[Excerpts of pointing data]
------------------------------------

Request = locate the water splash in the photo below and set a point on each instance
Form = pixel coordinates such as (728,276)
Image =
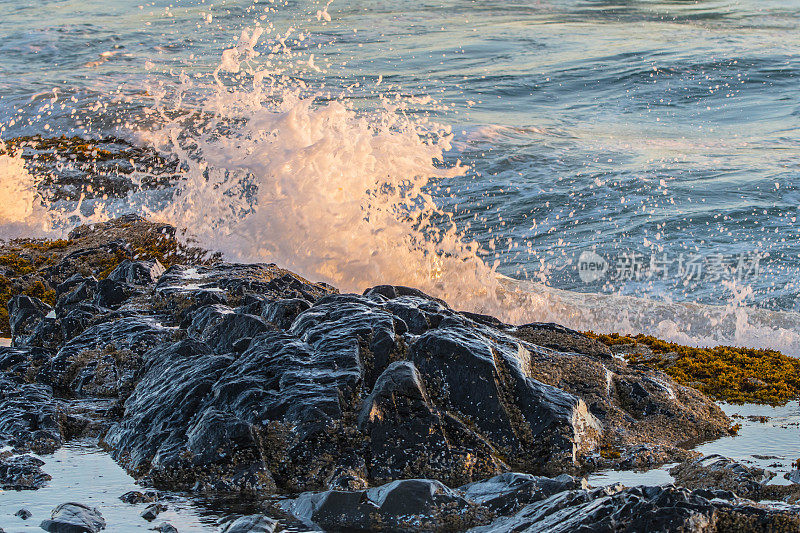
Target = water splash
(277,170)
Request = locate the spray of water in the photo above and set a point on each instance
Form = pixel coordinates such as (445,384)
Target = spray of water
(275,170)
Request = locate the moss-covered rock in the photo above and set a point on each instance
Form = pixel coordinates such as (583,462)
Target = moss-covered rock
(728,373)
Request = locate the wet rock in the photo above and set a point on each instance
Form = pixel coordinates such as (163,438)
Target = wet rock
(230,328)
(136,497)
(167,431)
(22,472)
(137,272)
(562,339)
(21,363)
(251,524)
(74,518)
(506,493)
(637,509)
(29,417)
(25,313)
(407,505)
(282,313)
(409,437)
(151,512)
(164,527)
(537,428)
(718,472)
(103,359)
(635,407)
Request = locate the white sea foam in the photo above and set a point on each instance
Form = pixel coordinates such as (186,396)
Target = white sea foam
(278,171)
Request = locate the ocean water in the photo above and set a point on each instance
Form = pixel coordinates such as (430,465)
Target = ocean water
(617,166)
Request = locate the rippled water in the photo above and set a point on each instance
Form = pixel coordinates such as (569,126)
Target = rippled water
(664,129)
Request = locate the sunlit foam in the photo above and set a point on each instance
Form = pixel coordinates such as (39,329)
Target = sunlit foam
(277,171)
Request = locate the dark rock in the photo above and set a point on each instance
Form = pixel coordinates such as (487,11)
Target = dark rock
(409,437)
(282,313)
(111,293)
(164,527)
(407,505)
(22,472)
(103,359)
(81,293)
(165,422)
(232,327)
(614,509)
(537,428)
(562,339)
(25,313)
(251,524)
(136,497)
(718,472)
(74,518)
(506,493)
(29,417)
(152,511)
(20,363)
(137,272)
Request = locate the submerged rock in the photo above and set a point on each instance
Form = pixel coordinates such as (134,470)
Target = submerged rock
(718,472)
(151,512)
(22,472)
(135,497)
(638,509)
(29,417)
(251,524)
(407,505)
(74,518)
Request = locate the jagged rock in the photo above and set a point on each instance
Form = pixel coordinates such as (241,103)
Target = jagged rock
(20,363)
(634,406)
(282,313)
(656,509)
(29,417)
(152,511)
(167,431)
(136,497)
(137,272)
(22,472)
(74,518)
(251,524)
(103,359)
(25,313)
(536,427)
(230,328)
(506,493)
(557,337)
(407,505)
(718,472)
(409,437)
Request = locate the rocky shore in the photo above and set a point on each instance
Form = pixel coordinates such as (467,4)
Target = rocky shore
(387,410)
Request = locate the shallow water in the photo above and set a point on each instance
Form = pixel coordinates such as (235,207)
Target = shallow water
(772,445)
(649,131)
(84,473)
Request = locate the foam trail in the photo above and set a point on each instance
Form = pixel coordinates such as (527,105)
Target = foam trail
(21,213)
(276,171)
(279,173)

------------------------------------

Copy out all of the lines above, swapping "locate" for "find" and keeping everything else the same. Leave the pictures out.

Request = find the water splash in the photo below and set a point on each instance
Form = pixel coordinates such as (728,276)
Image =
Target = water splash
(277,170)
Request = find the spray of water in the photo above and set a point on each instance
Form = pixel coordinates such as (445,384)
Target = spray of water
(275,170)
Request = find the moss-covered rock in the photo above and set a point on each instance
Form = pixel coordinates such as (583,462)
Target = moss-covered rock
(728,373)
Request = find the wet rock in the photo above and set a point on each instance
Form = pixel coordinates such as (163,438)
Target = wet rock
(230,328)
(136,497)
(167,431)
(22,472)
(137,272)
(562,339)
(21,363)
(251,524)
(74,518)
(506,493)
(637,509)
(29,417)
(25,313)
(407,505)
(282,313)
(409,437)
(151,512)
(164,527)
(537,428)
(718,472)
(103,359)
(635,407)
Request = find the white sea foam in the photo above and set a point on each instance
Form = pixel coordinates such as (186,396)
Target = white sea foam
(278,171)
Request = find the ocean water in the photo above and set a point on each instance
Form = pixel coordinates such as (430,465)
Target = ocean water
(617,166)
Request = find the rippled water in the photo above and set a point on each instance
Form = pixel coordinates such as (569,126)
Target = rippled water
(664,129)
Request = find the sunlit foam in the photo above and set a point on each instance
Form = pixel coordinates such as (39,329)
Target = sunlit foam
(277,171)
Request = find the dark rock in the photo above and set a point on each instance
Form = pixel coordinates such as (487,11)
Target = dark rock
(409,437)
(282,313)
(111,293)
(164,527)
(407,505)
(22,472)
(103,359)
(81,293)
(165,422)
(232,327)
(614,509)
(537,428)
(562,339)
(25,313)
(251,524)
(136,497)
(718,472)
(74,518)
(506,493)
(29,417)
(152,511)
(20,363)
(137,272)
Request = find the submerged rock in the photo above and set a point on each instance
Form = pixel coordinates such as (134,470)
Target = submerged rock
(718,472)
(151,512)
(22,472)
(135,497)
(638,509)
(29,417)
(251,524)
(407,505)
(74,518)
Request = find the jagged rock in the photo above and set a point on each instance
Form = pixel coordinates such as (241,103)
Target = jagged rock
(20,363)
(634,406)
(282,313)
(656,509)
(29,417)
(152,511)
(167,431)
(136,497)
(137,272)
(22,472)
(74,518)
(251,524)
(103,359)
(25,313)
(536,427)
(230,328)
(506,493)
(557,337)
(407,505)
(718,472)
(409,437)
Request = find the rocky shore in the photo above and set a point on each instance
Form = pixel coordinates such as (467,4)
Target = rocky shore
(387,410)
Request = find the shallow water in the photo above and set a point on each instance
Form = pixel coordinates such as (235,207)
Target = shallow water
(772,445)
(649,131)
(84,473)
Request = find the foam trail in the photo above and set a point on each instance
Form = pixel coordinates such as (527,105)
Target = foam trail
(21,213)
(276,171)
(279,173)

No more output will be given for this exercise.